■ Segmento di testo

Altro che la vecchia, cara psicoanalisi.
Il Buddismo ed i Buddisti (magari senza aver capito nulla di ciò che facevano) erano rispetto ad essa ben più avanti di circa duemila e cinquecento anni.
Se il Buddismo funziona, facendo integrare ai loro adepti la Coscienza del Sè (seppur non in consapevolezza) grazie all'AGITO SIMBOLICO INCONSAPEVOLE (e per altri grazie alla meditazione trascendentale), ciò vuol dire che i comportamenti e la comunicazione spontanea dei genitori COSCIENTI DI SÈ, seppur di ciò inconsapevoli, consentirebbe ai loro FORTUNATI figli di integrare spontaneamente la rispettiva Coscienza del Sè, seppur anche qui non in consapevolezza.
E se un buddista, esperto in meditazione trascendentale, volesse sviluppare un proprio processo di crescita psichica per acquisirne consapevolezza cosa dovrebbe accadere?.
Seguirebbe il ciclo dei suoi sogni, svilupperebbe la propria funzione intuizione, interpreterebbe i propri sogni, ecc., ecc.

■ Materiale fornito
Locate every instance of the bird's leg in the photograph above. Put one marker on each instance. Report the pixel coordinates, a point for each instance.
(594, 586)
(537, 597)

■ Attività richieste
1/ Indica se le affermazioni (a), (b) e (c) concordano con il testo sul Buddismo, rispondendo sì o no e citando alla lettera le parole decisive. (a) Il Buddismo era più avanti della psicoanalisi di circa duemilacinquecento anni. (b) I figli di genitori coscienti di sé integrano la Coscienza del Sè in modo consapevole. (c) Un buddista che voglia acquisire consapevolezza interpreterebbe i propri sogni.
2/ Scrivi il seguito del testo sul Buddismo, partendo dopo la sua ultima frase.
Per lo svolgimento dell'esercizio i dati non sono necessari.

■ Soluzioni dell'esercizio
1/
(a) Sì: "ben più avanti di circa duemila e cinquecento anni".
(b) No: "seppur anche qui non in consapevolezza".
(c) Sì: "interpreterebbe i propri sogni".

2/
E forse dovrebbe avere vita ben più facile seguendo quel suo processo di crescita, del quale le informazioni del suo DNA gli in-segna la strada, avendo egli però "la strada già spianata" dal processo di integrazione inconscio che la meditazione profonda gli aveva già fatto conquistare.
E soggiungo: Se il Buddismo esiste da duemila e cinquecento anni ciò vuol dire in qualche modo che il Buddismo deve aver "capito" la condizione assolutamente catastrofica in cui gli imprinting infantili, ALLORA COME OGGI, incidono nelle coscienze infantili (e quindi nelle coscienze adulte).
Il Buddismo mostra perciò in un certo senso di averlo "capito" da molto tempo.
E la moderna psicoanalisi l’ha capito?.